** START Information provided **
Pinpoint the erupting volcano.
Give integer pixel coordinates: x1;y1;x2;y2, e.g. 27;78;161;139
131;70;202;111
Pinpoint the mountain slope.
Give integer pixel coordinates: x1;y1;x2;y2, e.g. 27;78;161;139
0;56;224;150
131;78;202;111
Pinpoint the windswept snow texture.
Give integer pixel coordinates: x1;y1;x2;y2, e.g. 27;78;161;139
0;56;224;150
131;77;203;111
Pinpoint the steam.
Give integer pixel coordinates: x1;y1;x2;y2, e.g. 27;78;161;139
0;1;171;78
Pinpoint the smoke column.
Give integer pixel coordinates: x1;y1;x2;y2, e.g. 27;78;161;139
** END Information provided **
Copy out all of the material above, requests included, and increase every coordinate in the answers by 8.

Pinpoint the erupting volcano.
Give integer pixel coordinates: x1;y1;x2;y2, e.g. 27;78;161;139
139;78;210;119
Pinpoint the mountain slope.
Give integer pixel coordinates: x1;y1;x2;y2, e.g. 27;78;161;139
8;64;232;158
139;86;210;119
Pinpoint the windswept snow texture.
Give integer pixel coordinates: x1;y1;x2;y2, e.g. 27;78;161;139
8;64;232;158
139;85;211;119
Pinpoint the steam.
Give integer pixel coordinates: x1;y1;x2;y2, e.g. 27;78;161;139
8;9;179;86
Pinpoint the smoke column.
Give integer pixel coordinates: x1;y1;x2;y2, e.g. 27;78;161;139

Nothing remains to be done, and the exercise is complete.